## PROVIDED INFORMATION

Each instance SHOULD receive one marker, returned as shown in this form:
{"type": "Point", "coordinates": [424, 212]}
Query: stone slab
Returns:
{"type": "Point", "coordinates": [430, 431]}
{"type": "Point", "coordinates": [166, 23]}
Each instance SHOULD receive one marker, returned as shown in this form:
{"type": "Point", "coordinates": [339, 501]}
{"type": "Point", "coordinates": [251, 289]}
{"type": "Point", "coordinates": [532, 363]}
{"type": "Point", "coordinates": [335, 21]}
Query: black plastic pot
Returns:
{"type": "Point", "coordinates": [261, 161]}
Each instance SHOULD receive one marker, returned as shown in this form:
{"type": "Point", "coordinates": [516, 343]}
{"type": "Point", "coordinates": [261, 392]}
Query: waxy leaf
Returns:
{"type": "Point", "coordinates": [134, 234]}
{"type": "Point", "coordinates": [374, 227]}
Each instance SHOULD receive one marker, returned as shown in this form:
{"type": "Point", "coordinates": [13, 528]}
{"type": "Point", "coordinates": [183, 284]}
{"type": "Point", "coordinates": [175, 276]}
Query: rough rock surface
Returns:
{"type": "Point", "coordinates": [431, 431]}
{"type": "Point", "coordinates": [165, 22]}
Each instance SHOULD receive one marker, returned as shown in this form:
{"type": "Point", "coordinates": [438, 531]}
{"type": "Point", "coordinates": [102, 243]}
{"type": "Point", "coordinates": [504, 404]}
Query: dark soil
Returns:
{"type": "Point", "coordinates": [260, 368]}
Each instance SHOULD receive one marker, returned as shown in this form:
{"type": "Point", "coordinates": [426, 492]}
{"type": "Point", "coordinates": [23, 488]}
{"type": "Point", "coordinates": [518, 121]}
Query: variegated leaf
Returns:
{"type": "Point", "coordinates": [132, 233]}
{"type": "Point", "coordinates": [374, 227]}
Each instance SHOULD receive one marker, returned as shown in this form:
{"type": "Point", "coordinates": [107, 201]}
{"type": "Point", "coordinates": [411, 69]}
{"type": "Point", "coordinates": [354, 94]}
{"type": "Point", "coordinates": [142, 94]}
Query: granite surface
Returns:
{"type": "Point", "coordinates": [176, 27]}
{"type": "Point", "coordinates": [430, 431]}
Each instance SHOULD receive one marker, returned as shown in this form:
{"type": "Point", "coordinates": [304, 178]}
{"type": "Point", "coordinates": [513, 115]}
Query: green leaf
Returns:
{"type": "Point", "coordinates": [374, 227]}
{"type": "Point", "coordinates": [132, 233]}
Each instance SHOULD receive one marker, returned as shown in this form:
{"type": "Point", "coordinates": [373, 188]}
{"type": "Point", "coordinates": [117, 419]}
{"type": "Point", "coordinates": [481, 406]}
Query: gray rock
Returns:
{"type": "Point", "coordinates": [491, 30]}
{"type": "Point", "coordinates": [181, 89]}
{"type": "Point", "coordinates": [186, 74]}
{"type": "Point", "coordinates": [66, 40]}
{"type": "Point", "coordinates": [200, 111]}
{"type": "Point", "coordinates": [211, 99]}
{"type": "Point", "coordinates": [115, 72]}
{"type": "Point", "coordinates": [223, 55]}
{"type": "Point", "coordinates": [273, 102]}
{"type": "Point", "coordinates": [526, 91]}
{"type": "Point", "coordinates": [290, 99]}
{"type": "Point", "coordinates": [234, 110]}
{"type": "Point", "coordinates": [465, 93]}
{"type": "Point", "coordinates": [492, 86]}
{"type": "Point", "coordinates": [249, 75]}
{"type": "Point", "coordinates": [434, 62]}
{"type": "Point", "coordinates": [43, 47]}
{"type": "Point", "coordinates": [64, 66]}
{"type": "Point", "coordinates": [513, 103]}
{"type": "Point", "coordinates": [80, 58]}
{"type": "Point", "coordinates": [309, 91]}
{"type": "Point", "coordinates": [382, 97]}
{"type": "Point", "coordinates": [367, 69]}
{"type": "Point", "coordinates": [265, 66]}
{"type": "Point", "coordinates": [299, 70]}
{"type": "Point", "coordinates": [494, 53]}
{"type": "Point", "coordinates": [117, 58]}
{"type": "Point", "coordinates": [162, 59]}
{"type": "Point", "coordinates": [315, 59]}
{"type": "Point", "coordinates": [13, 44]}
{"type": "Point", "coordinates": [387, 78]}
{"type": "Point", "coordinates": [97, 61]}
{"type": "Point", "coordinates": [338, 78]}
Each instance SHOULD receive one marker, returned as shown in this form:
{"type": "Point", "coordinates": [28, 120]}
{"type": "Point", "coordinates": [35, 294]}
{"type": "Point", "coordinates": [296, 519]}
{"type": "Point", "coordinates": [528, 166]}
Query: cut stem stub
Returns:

* * *

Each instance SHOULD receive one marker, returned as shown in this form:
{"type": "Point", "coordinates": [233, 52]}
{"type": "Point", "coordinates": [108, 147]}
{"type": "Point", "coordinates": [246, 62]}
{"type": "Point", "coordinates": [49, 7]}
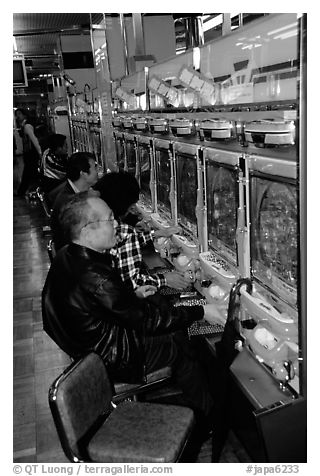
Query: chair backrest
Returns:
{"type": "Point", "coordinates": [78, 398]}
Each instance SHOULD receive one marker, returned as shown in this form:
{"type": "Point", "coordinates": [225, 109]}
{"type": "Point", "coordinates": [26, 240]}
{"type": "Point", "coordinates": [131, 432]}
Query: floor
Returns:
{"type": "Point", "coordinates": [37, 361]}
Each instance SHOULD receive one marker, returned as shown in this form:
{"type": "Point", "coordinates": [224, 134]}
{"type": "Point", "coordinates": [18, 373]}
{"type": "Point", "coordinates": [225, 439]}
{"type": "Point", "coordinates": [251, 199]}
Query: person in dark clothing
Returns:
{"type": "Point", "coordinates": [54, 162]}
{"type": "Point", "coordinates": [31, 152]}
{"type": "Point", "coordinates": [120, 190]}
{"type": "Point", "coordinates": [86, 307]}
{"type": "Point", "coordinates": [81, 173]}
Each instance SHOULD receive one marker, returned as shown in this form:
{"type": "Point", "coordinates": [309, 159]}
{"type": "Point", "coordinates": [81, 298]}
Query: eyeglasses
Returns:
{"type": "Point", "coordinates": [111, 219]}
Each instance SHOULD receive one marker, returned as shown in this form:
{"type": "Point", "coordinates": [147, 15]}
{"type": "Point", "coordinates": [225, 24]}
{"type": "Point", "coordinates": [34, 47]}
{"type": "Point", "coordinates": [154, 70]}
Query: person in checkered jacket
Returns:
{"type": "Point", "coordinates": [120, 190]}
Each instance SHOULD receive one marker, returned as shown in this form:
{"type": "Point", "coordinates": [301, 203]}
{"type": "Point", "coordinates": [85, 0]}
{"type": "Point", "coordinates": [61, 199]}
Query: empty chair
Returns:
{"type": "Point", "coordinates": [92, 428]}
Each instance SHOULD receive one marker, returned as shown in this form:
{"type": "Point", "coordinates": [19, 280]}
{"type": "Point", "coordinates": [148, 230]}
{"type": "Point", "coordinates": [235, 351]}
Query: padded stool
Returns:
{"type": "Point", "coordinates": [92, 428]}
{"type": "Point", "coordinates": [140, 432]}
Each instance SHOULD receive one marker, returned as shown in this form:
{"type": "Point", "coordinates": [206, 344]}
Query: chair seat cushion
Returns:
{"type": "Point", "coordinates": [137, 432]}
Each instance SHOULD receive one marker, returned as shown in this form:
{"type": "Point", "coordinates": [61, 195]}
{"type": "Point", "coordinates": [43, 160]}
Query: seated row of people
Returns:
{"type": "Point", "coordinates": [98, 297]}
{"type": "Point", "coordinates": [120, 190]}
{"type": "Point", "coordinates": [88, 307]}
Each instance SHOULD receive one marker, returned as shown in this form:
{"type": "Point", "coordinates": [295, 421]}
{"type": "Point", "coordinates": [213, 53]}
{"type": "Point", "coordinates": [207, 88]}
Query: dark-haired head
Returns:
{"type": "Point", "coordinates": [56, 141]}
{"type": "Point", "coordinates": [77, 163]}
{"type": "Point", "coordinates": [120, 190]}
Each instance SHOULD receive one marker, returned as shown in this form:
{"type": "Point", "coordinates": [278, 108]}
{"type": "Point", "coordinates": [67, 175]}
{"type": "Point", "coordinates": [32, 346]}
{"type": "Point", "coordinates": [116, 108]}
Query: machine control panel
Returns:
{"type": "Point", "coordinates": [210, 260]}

## PROBLEM TO WORK ON
All lines above with "chair" in them should be returned.

## ANSWER SECTION
Query: chair backrest
Query: empty chair
Query: chair seat cushion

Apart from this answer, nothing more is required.